# [Consigne A]
Répondez aux questions suivantes à partir de l'extrait sur la préparation au trail :
(i) Quelle distance compte le trail X-Alpine de Verbier ?
(ii) Dans quelle ville se déroule la course de 40 km/2000 m D+ ?
(iii) Combien de semaines de coupure sont attendues à la rentrée de septembre ?

# [Extrait]
=======

Eté 2025 : Je termine en bon état (dos musculairement pas génial quand même) le trail X-Alpine de Verbier, à 143km et 9000m de dénivelé pour 38h, assisté par mon fils et mon épouse, météo de cinéma. Ma mère pour la première fois en 10 ans à l’arrivée d’un trail, puis un mois d’août incroyable où je commence l’entraînement sans bâtons, ma femme réalisant une très belle course de 40km/2000m D+ au début de la semaine UTMB à Chamonix.

Septembre 2025 : ça y est, c’est concret, on contacte ma femme directement pour une dédicace de livre et une formation, tout semble alors naturel et la communication en sera facilitée. Pas de nounou pour cette rentrée (2e congé maternité), mais nous gérons et savons que 3 semaines de coupure nous attendent. Je finalise la prépa notamment avec Micka, à Elancourt et à Fontainebleau, sur des terrains variés pour me préparer aux racines et marches hautes de la Réunion, en solo souvent aussi pour préparer les moments durs de la course à Guerville et dans la forêt d’Hautil pour découvrir de nouveaux chemins proches de la maison.

=======

# [Consigne B]
Recopiez telles quelles les lignes ci-dessous, de celle qui contient « pillow, it would be much appreciated. » jusqu'à la toute dernière ligne, l'une et l'autre comprises.

=======

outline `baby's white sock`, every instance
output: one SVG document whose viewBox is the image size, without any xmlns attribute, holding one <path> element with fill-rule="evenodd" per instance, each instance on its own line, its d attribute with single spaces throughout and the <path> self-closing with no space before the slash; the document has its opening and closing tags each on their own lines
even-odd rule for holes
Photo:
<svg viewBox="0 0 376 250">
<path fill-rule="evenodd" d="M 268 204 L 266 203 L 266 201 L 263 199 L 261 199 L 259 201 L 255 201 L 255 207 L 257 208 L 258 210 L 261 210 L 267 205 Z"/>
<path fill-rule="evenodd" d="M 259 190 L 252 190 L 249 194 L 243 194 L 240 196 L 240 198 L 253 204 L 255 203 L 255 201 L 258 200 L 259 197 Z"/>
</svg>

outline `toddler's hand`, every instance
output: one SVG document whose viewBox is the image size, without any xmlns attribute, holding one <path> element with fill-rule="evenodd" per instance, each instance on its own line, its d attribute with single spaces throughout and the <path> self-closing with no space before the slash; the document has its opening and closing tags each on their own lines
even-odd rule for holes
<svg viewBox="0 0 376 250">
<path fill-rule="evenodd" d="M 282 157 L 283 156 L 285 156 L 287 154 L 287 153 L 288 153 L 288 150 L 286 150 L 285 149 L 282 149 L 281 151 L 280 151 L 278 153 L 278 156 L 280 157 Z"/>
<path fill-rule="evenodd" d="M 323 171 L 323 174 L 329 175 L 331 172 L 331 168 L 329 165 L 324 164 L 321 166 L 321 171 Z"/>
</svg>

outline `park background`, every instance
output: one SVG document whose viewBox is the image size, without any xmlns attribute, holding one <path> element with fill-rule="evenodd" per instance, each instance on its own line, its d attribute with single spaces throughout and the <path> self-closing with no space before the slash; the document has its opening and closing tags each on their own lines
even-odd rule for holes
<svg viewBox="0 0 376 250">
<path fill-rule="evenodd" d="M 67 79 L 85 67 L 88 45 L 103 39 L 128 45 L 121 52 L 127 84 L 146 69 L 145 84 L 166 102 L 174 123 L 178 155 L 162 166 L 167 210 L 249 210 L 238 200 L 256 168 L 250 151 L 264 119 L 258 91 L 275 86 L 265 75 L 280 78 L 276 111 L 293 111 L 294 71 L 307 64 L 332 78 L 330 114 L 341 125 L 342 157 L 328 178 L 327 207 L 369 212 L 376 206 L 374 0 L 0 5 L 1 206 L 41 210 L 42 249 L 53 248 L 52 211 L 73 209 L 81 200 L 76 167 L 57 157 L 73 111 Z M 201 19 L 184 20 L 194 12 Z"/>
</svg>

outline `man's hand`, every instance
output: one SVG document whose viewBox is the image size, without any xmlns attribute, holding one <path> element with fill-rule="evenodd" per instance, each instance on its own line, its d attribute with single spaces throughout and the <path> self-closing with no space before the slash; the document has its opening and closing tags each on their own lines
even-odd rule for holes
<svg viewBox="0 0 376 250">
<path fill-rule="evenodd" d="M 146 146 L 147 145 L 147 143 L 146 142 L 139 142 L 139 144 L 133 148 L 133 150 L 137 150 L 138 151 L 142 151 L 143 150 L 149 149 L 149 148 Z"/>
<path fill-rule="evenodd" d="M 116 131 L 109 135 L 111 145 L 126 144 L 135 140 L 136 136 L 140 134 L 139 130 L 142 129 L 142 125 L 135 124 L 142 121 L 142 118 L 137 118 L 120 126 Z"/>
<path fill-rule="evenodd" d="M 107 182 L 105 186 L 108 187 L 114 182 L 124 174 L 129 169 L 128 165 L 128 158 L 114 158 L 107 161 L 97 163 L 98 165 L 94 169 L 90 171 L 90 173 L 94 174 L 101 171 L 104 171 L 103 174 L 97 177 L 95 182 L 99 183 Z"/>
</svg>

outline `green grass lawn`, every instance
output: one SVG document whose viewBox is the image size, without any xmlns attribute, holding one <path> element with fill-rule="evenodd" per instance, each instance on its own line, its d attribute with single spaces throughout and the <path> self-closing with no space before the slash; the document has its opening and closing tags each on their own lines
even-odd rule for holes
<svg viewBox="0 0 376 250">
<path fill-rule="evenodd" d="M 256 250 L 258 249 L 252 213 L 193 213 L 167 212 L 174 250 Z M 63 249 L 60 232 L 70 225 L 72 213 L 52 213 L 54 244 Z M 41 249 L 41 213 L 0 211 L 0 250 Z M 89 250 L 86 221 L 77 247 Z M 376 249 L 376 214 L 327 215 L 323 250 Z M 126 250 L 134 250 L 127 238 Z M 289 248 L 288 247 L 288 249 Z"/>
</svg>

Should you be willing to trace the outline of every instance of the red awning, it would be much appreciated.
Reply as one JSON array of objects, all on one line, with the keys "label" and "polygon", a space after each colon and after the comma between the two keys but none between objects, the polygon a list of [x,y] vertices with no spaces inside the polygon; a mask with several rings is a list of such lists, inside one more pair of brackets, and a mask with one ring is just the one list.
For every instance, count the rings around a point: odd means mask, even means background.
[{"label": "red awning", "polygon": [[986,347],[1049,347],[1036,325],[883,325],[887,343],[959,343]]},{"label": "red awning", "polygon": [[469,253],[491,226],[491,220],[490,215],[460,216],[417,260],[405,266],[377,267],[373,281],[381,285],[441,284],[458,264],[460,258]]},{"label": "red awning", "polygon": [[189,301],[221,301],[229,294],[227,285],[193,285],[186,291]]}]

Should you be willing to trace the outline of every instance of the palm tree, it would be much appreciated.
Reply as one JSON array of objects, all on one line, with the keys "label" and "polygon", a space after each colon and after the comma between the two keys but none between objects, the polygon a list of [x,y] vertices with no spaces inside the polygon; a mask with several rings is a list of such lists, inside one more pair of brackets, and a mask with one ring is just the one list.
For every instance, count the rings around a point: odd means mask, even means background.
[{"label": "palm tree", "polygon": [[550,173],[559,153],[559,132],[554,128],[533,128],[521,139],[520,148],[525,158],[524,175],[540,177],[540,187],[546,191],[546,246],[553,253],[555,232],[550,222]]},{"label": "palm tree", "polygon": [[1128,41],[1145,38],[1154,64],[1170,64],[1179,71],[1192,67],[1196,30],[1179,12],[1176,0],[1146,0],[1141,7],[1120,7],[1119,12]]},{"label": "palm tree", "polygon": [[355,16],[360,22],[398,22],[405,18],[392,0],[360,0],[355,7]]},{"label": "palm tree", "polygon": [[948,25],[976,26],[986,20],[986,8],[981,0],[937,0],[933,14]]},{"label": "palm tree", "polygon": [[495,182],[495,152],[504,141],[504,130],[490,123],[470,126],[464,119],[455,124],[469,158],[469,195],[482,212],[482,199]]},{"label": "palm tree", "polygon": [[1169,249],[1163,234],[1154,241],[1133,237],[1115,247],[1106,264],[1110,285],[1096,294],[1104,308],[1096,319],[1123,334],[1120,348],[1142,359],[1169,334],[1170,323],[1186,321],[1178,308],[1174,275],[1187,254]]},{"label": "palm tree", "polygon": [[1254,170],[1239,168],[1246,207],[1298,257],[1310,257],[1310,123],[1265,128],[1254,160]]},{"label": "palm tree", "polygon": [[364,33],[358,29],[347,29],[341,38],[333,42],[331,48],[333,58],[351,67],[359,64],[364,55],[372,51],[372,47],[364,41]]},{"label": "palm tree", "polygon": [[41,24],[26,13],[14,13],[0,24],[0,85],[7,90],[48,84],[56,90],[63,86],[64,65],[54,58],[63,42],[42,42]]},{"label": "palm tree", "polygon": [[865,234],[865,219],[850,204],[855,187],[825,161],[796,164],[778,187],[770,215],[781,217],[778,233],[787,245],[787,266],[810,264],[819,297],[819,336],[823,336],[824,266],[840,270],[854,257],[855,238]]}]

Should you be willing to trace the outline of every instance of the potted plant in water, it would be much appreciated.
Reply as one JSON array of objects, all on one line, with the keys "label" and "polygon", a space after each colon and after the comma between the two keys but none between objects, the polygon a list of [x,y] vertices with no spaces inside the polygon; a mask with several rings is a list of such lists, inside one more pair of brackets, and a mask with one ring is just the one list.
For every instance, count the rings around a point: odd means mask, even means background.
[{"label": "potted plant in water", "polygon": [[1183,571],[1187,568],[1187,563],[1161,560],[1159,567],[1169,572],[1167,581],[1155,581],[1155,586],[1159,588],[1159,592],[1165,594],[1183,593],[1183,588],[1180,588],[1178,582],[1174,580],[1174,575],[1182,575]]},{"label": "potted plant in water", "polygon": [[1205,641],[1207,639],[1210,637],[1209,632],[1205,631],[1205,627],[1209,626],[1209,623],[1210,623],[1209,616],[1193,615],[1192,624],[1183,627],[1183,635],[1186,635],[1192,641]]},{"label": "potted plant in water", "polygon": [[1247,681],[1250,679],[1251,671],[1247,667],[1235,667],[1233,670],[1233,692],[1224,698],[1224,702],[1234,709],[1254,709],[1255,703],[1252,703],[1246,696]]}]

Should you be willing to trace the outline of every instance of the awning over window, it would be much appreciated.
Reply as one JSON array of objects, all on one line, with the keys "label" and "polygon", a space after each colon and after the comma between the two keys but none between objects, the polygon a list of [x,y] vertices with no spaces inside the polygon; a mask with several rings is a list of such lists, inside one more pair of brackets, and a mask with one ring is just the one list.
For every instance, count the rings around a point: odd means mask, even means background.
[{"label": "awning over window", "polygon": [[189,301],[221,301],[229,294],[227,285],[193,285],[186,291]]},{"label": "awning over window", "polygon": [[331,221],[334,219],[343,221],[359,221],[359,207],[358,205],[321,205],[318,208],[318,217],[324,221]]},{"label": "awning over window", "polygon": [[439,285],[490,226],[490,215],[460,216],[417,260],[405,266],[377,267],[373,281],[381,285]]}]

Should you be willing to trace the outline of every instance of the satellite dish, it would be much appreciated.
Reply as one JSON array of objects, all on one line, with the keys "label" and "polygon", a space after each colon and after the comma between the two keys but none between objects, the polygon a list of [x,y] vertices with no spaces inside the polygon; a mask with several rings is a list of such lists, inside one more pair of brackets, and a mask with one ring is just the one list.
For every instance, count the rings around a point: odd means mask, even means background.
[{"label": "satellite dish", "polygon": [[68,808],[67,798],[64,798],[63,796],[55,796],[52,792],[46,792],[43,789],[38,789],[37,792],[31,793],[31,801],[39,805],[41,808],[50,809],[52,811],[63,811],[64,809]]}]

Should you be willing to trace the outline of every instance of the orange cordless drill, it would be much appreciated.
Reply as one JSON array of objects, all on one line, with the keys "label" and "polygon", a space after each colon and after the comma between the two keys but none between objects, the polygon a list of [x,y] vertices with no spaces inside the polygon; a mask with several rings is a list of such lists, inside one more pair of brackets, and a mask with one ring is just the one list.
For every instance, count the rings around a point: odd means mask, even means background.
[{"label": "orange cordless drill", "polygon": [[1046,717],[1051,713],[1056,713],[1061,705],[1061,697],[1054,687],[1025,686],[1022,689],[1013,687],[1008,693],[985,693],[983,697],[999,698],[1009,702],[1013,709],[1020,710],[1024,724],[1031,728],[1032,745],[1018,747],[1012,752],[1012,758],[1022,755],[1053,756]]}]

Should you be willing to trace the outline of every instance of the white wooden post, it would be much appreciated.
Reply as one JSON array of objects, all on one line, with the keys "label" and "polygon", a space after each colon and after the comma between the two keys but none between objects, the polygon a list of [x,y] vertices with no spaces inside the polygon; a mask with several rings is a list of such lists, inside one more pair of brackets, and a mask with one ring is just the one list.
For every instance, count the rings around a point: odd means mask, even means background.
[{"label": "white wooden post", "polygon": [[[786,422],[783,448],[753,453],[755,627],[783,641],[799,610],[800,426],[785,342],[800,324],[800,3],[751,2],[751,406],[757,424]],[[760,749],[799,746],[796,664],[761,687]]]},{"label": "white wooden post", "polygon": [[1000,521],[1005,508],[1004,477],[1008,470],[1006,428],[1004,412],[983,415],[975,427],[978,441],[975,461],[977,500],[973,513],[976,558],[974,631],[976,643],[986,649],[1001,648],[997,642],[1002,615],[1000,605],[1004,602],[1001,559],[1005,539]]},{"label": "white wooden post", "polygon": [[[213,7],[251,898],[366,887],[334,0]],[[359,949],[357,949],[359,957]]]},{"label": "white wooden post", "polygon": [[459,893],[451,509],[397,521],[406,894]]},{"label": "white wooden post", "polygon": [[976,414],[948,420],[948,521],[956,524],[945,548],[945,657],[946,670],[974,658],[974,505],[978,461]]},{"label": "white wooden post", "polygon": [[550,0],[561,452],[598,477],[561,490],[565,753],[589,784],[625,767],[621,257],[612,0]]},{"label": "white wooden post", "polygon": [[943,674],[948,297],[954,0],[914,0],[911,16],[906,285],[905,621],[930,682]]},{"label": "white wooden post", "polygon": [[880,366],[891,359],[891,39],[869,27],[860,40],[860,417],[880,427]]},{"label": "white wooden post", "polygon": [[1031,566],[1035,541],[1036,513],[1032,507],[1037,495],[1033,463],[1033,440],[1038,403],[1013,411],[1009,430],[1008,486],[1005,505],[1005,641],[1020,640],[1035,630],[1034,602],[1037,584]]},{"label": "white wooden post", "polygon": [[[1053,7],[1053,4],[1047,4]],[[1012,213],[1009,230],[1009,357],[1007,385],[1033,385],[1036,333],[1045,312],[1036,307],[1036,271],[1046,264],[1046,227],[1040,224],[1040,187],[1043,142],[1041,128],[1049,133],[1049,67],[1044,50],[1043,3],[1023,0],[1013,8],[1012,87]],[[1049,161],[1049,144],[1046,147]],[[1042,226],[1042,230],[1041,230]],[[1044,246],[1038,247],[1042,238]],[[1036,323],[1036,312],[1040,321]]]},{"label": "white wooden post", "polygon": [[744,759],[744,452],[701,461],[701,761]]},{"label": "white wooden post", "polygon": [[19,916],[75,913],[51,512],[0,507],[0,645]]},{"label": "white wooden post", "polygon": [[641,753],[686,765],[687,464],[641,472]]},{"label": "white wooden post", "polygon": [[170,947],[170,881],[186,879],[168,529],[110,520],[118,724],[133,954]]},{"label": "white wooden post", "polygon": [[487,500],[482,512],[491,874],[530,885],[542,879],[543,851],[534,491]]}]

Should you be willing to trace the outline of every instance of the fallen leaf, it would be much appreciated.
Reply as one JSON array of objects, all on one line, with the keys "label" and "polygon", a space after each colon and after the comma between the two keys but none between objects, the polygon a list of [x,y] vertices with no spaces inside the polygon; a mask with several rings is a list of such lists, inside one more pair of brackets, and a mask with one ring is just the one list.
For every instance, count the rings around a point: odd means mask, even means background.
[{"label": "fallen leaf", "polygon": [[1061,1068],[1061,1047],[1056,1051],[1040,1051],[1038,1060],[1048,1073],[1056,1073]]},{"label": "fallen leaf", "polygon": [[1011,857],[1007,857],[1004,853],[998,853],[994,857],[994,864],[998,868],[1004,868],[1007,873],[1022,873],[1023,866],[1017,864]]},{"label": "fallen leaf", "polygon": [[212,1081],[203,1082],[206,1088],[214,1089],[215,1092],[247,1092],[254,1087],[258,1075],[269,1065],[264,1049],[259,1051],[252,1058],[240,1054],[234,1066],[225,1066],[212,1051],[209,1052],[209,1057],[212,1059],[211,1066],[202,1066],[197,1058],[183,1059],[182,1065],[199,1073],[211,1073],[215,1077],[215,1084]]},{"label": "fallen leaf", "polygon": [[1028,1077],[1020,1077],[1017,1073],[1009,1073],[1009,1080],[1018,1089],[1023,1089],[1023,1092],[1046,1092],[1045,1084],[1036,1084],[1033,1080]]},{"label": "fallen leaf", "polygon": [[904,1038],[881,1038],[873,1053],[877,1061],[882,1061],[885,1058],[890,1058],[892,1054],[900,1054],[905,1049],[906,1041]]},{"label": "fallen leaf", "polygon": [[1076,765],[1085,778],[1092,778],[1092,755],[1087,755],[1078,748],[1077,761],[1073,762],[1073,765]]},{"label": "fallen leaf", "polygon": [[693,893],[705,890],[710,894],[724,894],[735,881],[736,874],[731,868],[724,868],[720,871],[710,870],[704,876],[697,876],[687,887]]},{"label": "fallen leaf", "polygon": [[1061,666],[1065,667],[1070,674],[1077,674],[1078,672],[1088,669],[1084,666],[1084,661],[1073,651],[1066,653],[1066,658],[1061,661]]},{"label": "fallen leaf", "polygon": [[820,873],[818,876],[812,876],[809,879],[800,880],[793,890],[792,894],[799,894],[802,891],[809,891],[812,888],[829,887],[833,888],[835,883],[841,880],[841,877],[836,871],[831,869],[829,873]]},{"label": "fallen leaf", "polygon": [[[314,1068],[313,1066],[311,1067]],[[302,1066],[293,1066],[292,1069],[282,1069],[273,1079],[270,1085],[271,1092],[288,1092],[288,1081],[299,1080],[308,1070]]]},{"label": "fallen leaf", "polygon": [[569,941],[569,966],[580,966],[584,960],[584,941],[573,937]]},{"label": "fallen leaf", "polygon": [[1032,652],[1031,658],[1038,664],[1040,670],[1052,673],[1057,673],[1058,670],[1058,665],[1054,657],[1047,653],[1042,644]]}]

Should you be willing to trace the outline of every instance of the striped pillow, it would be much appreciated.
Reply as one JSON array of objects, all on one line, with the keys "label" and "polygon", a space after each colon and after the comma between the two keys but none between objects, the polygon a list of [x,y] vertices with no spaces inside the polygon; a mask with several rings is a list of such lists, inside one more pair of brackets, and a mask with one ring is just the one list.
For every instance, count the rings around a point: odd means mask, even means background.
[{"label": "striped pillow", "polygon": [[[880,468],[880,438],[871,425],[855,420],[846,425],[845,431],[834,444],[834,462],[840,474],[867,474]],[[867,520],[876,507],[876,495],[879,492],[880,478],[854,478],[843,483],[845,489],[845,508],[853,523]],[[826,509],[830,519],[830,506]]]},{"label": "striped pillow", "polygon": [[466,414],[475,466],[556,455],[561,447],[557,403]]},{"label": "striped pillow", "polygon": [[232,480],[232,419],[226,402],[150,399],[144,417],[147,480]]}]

=======

# [Réponse A]
(i) 143 km.
(ii) À Chamonix.
(iii) 3 semaines.

# [Réponse B]
Should you be willing to trace the outline of every instance of the striped pillow, it would be much appreciated.
Reply as one JSON array of objects, all on one line, with the keys "label" and "polygon", a space after each colon and after the comma between the two keys but none between objects, the polygon a list of [x,y] vertices with no spaces inside the polygon; a mask with several rings is a list of such lists, inside one more pair of brackets, and a mask with one ring is just the one list.
For every instance, count the rings around a point: odd means mask, even means background.
[{"label": "striped pillow", "polygon": [[[880,468],[880,438],[871,425],[855,420],[846,425],[845,431],[834,444],[834,462],[840,474],[867,474]],[[867,520],[876,507],[876,495],[879,492],[880,478],[854,478],[843,483],[845,489],[845,508],[853,523]],[[826,509],[830,519],[830,506]]]},{"label": "striped pillow", "polygon": [[466,414],[475,466],[556,455],[561,447],[557,403]]},{"label": "striped pillow", "polygon": [[232,480],[232,419],[226,402],[150,399],[144,417],[147,480]]}]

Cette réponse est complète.